__Что сделать__
Найдите в данных все строки, где есть слово «jersey», и перепишите их.
· · · ·
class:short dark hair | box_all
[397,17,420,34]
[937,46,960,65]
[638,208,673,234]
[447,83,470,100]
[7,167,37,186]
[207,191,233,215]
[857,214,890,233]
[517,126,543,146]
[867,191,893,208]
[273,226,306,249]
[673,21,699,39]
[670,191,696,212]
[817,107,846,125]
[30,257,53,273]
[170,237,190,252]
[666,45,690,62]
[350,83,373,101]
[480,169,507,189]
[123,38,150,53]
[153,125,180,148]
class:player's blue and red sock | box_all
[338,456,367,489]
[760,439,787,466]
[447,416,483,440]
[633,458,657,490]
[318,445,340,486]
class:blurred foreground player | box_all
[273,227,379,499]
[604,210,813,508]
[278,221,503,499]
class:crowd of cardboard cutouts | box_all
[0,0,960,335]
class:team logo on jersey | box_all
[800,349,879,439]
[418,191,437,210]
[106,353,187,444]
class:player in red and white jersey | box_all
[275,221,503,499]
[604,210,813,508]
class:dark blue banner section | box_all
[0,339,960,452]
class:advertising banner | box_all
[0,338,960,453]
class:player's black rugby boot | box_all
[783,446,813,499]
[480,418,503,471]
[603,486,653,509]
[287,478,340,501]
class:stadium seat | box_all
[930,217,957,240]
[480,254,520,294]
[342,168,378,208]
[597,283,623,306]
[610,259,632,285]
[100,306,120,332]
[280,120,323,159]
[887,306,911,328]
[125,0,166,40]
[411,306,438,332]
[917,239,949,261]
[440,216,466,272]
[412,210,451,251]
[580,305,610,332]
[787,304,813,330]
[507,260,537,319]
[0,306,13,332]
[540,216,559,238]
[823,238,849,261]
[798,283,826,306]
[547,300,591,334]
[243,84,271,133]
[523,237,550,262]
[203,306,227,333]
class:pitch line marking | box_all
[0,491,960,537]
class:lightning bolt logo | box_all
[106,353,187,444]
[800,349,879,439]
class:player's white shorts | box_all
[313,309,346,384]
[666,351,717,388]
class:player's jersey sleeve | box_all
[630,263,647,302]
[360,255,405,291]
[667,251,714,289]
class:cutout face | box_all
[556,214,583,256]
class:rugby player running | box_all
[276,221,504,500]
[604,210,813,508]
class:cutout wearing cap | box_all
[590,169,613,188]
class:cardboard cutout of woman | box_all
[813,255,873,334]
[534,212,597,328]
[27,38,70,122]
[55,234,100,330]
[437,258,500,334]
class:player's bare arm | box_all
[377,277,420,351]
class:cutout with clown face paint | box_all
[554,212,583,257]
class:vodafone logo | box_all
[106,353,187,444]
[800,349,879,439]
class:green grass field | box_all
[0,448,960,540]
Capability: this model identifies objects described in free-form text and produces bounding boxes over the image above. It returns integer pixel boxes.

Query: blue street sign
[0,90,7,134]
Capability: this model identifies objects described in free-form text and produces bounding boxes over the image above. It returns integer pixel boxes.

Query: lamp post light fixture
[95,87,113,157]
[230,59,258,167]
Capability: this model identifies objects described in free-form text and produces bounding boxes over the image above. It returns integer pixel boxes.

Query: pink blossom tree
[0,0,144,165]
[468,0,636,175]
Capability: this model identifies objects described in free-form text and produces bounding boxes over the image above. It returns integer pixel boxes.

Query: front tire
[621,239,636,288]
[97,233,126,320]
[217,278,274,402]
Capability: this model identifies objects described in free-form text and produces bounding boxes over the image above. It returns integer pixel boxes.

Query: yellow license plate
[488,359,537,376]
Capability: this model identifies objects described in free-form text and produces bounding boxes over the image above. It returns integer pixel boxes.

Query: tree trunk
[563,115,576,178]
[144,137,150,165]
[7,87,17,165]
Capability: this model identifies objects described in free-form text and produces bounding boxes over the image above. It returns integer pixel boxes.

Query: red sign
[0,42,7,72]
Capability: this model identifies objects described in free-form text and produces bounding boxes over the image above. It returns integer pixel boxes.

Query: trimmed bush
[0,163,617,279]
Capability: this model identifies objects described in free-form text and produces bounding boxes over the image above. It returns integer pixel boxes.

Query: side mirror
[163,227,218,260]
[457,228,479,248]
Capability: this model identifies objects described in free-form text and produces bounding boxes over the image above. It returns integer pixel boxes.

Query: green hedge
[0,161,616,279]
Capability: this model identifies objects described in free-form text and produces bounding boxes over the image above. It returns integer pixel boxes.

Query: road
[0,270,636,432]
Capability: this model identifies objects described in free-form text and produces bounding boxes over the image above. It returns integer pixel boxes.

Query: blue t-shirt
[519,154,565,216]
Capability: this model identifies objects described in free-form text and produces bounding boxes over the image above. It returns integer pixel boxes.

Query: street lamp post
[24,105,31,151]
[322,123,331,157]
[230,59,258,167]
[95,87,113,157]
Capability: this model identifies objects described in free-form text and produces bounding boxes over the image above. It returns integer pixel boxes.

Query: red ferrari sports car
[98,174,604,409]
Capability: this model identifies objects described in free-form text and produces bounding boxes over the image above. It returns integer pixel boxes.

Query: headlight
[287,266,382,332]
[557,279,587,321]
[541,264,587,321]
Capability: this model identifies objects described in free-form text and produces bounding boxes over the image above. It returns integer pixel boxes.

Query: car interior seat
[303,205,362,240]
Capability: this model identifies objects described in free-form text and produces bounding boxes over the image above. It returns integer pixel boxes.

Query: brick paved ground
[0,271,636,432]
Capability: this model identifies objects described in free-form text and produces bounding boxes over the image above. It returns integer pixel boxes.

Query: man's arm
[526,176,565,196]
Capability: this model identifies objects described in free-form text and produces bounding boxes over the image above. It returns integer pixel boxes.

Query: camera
· · · ·
__Результат ниже__
class:team logo on jersey | box_all
class:player in red and white jersey | box_all
class:player's jersey sleeve | box_all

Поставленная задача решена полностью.